**WHAT NEEDS TO BE DONE**
Your task is to reproduce exactly the lines from the line with "Wanted | a point on the pink pom-pom" through the end of the records below.

**EXERCISE INPUTS**
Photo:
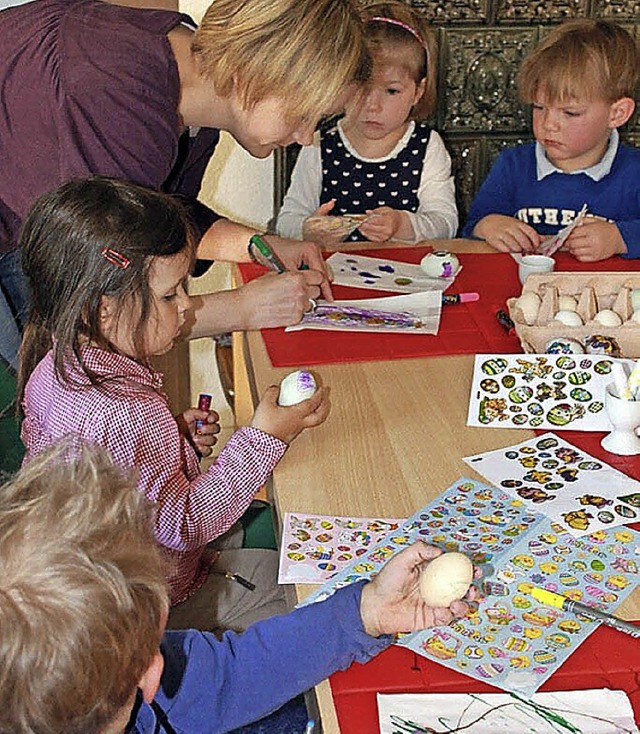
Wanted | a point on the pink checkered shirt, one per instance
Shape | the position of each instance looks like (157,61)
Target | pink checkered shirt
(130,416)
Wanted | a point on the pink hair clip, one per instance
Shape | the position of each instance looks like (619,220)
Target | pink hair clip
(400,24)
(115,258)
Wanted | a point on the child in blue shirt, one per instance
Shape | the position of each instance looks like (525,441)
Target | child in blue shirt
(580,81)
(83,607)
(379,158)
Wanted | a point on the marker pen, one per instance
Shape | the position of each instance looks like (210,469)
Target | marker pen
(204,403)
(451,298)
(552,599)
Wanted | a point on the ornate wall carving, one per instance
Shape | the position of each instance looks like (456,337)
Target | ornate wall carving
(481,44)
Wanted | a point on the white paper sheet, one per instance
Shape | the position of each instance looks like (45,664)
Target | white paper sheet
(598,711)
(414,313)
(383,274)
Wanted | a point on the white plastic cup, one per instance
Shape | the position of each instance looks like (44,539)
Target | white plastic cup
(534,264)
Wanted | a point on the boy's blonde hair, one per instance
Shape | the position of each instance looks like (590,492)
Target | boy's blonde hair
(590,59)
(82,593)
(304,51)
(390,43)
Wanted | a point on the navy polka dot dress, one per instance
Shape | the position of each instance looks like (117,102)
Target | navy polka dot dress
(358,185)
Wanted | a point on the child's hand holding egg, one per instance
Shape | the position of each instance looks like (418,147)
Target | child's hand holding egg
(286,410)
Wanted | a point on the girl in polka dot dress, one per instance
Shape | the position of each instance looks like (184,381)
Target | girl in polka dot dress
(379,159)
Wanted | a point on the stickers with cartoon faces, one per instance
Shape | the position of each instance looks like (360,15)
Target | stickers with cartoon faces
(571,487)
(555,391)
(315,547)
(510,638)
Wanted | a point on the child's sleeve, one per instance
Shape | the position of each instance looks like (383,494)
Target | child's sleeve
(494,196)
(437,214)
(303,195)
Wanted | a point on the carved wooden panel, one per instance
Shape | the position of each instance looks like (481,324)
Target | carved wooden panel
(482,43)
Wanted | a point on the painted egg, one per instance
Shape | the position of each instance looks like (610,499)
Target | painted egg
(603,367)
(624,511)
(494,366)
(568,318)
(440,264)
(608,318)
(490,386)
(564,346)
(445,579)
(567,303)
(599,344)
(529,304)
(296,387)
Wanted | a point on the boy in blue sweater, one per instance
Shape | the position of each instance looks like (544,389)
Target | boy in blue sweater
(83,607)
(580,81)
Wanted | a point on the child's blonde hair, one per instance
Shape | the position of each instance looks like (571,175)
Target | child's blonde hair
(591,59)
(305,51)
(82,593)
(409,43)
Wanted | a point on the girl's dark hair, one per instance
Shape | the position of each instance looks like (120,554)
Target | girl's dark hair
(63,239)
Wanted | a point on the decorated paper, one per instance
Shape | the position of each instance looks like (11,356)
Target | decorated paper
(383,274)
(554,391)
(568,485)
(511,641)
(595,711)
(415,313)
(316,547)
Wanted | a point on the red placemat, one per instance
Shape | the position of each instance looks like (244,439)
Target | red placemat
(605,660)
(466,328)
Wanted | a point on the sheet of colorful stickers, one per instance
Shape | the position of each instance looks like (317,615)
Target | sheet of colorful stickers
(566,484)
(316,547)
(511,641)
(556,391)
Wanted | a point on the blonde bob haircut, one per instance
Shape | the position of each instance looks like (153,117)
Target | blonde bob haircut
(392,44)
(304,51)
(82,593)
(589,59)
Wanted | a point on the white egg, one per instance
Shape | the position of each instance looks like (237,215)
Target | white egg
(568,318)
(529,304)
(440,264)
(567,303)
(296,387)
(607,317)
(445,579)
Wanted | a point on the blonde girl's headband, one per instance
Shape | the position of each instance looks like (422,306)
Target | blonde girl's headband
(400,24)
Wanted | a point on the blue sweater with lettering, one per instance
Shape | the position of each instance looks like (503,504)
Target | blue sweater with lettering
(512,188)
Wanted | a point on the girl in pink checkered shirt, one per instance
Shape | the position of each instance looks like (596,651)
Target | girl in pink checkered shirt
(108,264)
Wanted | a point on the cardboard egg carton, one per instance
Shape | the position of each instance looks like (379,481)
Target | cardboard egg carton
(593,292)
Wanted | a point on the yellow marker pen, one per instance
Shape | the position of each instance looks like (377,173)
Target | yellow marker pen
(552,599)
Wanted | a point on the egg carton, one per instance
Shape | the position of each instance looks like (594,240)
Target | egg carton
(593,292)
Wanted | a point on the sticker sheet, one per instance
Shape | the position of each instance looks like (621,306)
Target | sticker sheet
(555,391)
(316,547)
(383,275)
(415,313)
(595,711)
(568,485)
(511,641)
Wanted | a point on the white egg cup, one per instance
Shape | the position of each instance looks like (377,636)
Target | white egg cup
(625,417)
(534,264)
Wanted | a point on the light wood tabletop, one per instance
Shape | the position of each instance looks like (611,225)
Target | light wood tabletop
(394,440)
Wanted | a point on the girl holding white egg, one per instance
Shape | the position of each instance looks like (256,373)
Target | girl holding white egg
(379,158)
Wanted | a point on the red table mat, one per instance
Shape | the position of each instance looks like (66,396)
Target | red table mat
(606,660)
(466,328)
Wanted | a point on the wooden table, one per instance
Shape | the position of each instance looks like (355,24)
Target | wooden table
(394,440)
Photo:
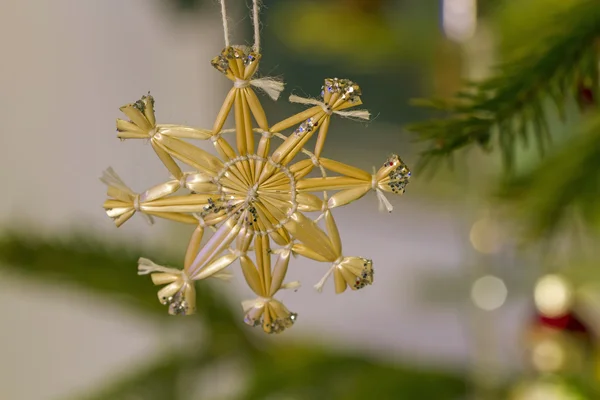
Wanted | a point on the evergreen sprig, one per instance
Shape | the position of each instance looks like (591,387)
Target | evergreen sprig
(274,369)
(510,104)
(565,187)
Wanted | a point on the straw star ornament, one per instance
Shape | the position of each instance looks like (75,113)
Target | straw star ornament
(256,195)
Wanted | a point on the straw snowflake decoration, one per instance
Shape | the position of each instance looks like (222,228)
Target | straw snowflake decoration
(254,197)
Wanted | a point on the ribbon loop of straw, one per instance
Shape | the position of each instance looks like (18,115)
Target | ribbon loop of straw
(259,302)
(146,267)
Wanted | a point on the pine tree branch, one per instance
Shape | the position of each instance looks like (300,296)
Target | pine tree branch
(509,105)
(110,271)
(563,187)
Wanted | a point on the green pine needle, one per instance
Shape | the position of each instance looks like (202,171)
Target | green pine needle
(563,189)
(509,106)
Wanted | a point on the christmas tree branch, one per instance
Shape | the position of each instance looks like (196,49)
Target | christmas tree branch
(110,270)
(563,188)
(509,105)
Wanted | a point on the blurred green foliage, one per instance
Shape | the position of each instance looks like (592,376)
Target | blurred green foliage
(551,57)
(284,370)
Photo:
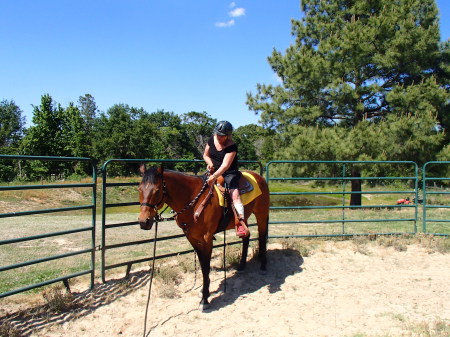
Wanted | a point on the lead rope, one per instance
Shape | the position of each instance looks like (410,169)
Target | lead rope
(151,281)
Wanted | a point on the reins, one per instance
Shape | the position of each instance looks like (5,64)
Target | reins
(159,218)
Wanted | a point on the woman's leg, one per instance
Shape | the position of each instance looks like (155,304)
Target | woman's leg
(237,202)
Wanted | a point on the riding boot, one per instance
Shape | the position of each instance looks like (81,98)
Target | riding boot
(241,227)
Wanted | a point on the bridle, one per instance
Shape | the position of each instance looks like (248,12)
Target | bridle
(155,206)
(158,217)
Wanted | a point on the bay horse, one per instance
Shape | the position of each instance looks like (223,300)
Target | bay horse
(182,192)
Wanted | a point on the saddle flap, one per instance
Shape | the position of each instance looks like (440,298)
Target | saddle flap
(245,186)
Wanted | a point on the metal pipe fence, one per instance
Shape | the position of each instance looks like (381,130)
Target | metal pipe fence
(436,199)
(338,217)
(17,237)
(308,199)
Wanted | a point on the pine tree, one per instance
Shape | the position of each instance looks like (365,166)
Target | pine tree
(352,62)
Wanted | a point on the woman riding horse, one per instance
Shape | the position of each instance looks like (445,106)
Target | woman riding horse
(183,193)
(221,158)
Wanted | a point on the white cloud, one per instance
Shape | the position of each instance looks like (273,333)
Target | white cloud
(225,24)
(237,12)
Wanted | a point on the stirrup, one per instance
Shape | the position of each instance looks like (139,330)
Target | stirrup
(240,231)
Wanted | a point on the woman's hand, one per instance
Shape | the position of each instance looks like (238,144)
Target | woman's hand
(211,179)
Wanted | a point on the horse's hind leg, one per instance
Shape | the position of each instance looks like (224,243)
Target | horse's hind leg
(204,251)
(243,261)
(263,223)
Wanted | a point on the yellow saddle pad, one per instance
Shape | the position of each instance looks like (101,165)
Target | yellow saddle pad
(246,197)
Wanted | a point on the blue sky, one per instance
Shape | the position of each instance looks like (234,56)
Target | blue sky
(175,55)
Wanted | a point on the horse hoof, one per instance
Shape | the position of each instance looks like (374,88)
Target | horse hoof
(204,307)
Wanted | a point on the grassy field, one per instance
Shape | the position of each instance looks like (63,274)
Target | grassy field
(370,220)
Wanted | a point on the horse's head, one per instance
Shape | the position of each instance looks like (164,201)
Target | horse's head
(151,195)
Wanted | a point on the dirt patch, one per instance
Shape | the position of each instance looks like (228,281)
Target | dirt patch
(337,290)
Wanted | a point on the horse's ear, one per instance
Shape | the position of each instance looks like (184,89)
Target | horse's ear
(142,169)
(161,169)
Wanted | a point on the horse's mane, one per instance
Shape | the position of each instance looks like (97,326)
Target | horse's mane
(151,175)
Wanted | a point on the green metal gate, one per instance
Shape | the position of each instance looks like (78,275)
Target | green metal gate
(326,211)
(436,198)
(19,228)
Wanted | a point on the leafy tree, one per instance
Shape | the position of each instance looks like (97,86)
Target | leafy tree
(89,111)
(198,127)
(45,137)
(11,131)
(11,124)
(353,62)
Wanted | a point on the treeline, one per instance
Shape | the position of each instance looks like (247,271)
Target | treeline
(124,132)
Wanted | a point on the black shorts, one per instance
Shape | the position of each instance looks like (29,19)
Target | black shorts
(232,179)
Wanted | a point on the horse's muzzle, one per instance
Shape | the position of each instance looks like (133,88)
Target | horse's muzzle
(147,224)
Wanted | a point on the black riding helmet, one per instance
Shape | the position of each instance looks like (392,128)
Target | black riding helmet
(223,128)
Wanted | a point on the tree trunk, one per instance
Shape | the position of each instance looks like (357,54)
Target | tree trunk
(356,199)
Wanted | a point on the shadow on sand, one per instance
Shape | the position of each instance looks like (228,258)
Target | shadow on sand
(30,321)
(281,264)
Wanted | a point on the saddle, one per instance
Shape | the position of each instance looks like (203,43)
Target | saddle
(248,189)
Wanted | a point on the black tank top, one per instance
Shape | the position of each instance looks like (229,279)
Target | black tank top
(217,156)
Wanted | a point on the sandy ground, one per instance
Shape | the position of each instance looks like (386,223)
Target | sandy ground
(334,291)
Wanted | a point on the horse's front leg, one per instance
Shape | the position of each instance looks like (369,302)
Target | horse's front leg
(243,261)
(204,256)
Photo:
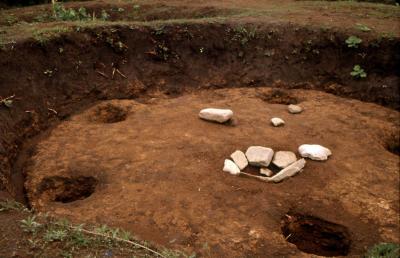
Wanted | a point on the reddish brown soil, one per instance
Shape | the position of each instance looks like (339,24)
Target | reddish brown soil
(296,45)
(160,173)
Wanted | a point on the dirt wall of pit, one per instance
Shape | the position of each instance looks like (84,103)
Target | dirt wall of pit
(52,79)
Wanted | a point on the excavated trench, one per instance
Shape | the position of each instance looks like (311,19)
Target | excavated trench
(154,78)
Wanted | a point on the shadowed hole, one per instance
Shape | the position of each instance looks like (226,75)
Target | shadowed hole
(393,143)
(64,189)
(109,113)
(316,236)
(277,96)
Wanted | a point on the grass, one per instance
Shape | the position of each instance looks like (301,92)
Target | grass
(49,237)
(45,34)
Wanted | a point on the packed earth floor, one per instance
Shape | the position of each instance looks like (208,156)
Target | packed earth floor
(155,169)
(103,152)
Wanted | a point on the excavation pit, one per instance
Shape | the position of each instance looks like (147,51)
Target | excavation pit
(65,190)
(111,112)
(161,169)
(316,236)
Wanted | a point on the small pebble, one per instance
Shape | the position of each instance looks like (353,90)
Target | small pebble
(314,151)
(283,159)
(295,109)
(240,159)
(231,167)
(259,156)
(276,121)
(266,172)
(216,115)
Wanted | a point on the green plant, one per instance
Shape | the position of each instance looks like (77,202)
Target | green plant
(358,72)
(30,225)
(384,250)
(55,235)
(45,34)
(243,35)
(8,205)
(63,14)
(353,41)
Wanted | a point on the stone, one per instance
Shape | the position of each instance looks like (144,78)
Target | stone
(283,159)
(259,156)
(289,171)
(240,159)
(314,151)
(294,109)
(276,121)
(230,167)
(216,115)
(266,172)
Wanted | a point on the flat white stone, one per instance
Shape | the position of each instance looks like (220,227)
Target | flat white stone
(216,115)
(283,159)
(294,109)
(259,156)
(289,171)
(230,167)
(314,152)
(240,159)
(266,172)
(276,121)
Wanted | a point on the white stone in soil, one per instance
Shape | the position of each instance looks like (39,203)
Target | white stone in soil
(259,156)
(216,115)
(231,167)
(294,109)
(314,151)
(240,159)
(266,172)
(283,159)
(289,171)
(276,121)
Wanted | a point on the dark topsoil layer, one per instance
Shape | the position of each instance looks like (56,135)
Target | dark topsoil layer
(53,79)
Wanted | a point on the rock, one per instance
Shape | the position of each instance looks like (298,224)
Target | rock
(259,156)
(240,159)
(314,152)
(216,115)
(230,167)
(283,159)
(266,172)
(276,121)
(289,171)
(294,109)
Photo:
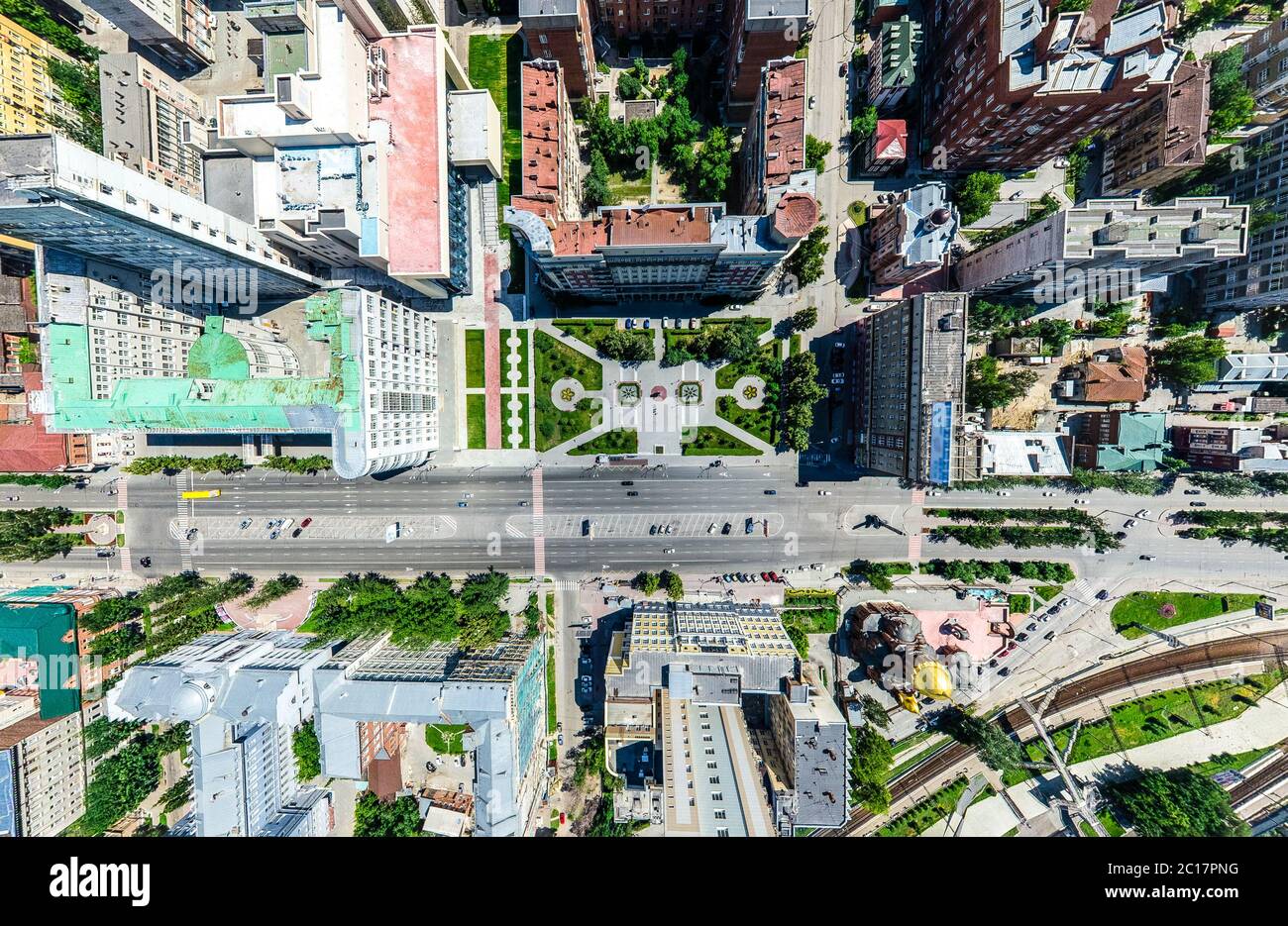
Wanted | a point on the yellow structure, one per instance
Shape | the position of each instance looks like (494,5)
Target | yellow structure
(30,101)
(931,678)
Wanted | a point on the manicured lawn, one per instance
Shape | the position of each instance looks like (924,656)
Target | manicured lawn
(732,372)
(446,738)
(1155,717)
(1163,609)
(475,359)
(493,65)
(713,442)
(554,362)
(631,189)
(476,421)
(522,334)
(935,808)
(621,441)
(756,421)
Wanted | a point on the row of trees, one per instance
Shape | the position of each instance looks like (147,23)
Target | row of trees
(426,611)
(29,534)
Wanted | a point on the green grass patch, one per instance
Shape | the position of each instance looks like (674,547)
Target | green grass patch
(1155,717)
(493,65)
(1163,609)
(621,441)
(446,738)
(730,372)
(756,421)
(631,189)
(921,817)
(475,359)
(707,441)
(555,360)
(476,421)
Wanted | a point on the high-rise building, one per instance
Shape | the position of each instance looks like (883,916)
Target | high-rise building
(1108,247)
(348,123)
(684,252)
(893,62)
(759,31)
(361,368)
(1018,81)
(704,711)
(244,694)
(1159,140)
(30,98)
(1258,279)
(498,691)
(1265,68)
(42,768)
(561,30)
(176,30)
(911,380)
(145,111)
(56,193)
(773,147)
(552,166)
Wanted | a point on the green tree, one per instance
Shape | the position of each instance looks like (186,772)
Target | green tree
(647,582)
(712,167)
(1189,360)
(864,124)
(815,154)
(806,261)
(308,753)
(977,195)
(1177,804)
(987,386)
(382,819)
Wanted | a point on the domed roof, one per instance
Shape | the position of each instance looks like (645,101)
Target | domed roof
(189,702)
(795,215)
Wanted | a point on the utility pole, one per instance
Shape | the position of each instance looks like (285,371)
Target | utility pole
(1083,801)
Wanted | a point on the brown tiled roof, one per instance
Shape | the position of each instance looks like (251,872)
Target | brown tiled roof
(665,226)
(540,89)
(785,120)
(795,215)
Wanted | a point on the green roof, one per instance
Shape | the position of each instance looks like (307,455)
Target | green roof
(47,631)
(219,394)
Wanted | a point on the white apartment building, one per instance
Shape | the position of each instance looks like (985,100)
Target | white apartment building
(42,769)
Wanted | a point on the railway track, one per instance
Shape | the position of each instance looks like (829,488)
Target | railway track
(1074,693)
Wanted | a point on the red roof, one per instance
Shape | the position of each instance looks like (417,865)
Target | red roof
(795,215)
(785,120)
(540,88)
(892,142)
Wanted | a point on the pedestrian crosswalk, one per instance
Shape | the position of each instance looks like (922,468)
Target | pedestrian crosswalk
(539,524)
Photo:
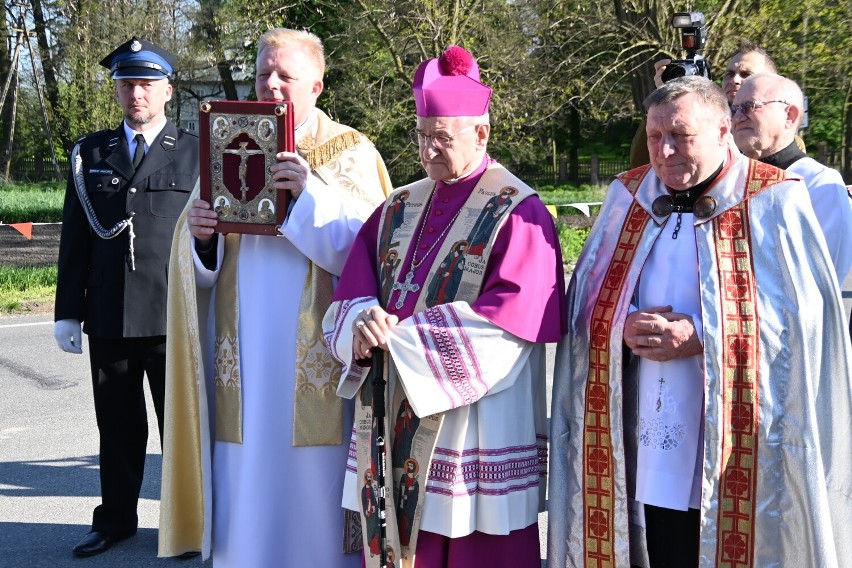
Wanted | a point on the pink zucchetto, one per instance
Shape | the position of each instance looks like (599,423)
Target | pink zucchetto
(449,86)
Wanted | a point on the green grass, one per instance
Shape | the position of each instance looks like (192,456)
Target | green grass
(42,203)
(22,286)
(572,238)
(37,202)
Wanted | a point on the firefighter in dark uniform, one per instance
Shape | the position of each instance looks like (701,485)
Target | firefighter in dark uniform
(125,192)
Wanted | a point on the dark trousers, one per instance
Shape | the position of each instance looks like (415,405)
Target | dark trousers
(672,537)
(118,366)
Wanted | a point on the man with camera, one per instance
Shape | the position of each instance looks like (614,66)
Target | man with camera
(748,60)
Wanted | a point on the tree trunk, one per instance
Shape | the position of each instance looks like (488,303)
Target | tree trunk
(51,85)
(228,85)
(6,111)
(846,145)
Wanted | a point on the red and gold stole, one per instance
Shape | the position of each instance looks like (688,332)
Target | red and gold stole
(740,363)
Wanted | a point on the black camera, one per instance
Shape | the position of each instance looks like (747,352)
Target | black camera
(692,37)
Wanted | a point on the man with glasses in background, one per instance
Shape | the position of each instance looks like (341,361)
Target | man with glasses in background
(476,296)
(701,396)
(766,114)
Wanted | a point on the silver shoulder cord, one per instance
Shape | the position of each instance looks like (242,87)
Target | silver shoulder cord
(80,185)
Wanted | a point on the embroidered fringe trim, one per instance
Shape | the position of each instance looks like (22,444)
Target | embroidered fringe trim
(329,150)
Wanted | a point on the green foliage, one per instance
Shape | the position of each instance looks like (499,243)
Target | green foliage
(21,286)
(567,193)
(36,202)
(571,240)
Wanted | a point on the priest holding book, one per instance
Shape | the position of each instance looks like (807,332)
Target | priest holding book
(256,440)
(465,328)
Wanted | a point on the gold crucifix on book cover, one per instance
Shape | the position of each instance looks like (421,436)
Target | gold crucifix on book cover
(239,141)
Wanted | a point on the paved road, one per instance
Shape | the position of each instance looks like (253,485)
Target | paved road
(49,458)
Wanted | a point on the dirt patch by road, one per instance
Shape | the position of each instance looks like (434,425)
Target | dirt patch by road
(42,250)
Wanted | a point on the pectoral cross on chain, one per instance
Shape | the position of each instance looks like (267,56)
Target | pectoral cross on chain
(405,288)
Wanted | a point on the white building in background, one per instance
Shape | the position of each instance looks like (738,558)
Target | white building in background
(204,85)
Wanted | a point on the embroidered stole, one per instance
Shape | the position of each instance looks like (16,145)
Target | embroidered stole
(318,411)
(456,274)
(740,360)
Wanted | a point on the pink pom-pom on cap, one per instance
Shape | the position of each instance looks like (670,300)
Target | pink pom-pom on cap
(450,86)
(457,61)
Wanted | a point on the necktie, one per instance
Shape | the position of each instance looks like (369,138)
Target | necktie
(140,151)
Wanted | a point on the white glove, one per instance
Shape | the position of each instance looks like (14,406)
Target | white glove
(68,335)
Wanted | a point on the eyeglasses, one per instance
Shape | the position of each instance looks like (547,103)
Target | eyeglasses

**EXERCISE ANSWER**
Wanted | a point on the pink pom-pom on cap, one per instance
Shape | the position of each instance looks like (670,300)
Target | pink pom-pom on cap
(450,86)
(457,61)
Wanted | a point on the necktie, one per instance
Shape | the position of each instance looks like (369,138)
Target | necktie
(140,151)
Wanted | a point on the white glove, one per instance
Shape | the position of each instance looks like (14,406)
Target | white glove
(68,335)
Wanted | a point on the eyeglasses, one per instance
Shape | the position of each instance looks like (547,103)
Target | eyeglasses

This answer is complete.